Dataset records
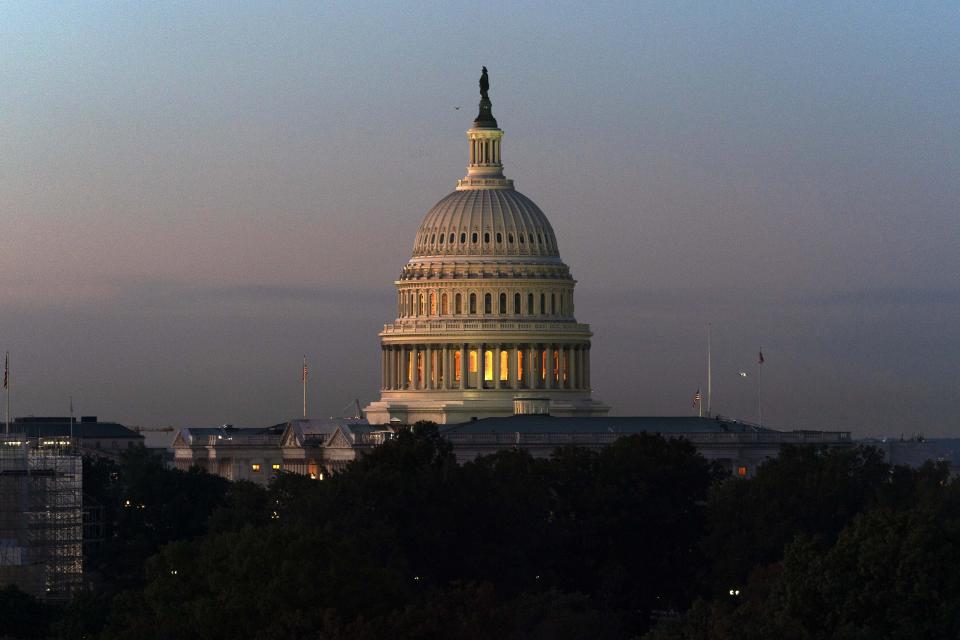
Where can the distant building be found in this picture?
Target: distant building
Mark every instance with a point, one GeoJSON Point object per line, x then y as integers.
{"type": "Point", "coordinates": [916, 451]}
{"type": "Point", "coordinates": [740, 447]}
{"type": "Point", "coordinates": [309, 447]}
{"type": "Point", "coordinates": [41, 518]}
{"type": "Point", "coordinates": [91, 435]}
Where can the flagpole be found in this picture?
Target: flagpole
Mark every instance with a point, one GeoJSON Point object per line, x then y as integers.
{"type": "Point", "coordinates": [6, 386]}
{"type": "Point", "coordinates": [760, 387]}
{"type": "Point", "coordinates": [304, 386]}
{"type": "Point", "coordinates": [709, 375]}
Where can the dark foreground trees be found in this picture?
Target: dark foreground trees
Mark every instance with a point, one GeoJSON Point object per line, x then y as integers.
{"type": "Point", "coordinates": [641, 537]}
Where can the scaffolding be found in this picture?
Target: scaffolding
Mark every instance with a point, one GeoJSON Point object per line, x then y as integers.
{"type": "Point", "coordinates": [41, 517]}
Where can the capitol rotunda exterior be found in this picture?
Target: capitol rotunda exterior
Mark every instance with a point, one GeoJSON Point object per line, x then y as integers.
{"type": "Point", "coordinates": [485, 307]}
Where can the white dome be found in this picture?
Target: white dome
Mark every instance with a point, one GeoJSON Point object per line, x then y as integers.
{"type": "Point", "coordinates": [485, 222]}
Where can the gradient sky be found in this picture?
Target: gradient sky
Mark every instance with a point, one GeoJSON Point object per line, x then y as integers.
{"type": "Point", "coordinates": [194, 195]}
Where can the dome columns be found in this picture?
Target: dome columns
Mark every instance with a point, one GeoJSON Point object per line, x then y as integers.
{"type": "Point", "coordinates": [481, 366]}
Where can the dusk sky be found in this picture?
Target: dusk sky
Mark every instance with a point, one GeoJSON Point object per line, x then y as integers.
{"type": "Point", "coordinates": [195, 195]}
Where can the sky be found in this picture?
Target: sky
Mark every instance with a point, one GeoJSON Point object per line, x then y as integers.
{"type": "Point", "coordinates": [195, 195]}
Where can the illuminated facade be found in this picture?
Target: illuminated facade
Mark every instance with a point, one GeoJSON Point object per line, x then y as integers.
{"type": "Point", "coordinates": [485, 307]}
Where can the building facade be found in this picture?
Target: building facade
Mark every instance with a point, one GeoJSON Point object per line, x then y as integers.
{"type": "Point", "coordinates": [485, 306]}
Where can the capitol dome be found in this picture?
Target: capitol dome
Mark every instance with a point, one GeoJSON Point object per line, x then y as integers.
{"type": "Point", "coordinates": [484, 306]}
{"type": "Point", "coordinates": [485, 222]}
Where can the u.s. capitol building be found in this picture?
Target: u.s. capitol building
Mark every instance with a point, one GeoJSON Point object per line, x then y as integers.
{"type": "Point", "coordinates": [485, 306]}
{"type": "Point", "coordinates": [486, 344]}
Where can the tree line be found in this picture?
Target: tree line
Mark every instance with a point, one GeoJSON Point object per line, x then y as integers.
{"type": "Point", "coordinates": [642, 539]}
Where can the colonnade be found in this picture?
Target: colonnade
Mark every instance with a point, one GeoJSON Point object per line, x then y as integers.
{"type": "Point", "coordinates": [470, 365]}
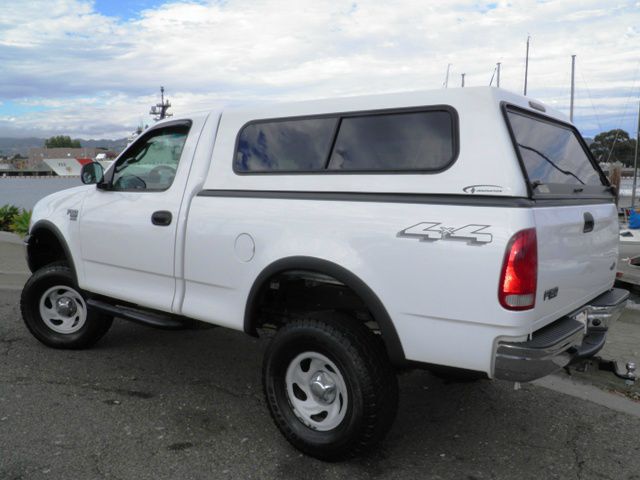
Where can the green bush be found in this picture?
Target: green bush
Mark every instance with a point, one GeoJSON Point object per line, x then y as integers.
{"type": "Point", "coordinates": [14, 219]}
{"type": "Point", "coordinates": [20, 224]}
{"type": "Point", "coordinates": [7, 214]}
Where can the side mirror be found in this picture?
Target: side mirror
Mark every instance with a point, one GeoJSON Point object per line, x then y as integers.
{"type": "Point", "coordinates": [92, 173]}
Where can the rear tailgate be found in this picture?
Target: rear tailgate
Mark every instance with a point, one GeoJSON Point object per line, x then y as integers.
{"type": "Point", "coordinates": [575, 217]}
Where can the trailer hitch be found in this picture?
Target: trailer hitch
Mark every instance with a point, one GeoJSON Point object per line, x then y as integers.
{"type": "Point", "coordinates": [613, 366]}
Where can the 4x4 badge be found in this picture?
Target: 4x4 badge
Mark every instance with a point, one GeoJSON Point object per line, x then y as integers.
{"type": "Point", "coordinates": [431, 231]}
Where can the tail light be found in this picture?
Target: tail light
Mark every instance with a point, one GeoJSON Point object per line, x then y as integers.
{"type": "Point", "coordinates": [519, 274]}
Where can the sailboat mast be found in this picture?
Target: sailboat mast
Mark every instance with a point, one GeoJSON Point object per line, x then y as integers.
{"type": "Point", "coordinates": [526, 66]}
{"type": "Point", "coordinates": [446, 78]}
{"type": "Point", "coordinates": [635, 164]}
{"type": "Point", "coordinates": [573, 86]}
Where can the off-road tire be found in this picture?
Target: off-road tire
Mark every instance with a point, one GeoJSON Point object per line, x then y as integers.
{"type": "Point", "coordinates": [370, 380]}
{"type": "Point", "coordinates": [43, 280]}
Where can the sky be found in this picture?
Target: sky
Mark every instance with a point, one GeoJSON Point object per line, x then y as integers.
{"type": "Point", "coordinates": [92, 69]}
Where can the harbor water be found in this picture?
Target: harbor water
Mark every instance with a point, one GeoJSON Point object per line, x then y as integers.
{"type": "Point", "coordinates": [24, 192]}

◆ EXERCISE REQUIREMENTS ◆
Above are the records; copy exactly the lines from the one with "Target: colonnade" through the one with "Target: green bush", including both, and nothing more. Leave out pictures.

◆ ANSWER FOR THE TASK ◆
Target: colonnade
Mark every instance with a point, one GeoJSON Point object per line, x then y as integers.
{"type": "Point", "coordinates": [470, 365]}
Where can the green bush be found in this picture?
Target: green bush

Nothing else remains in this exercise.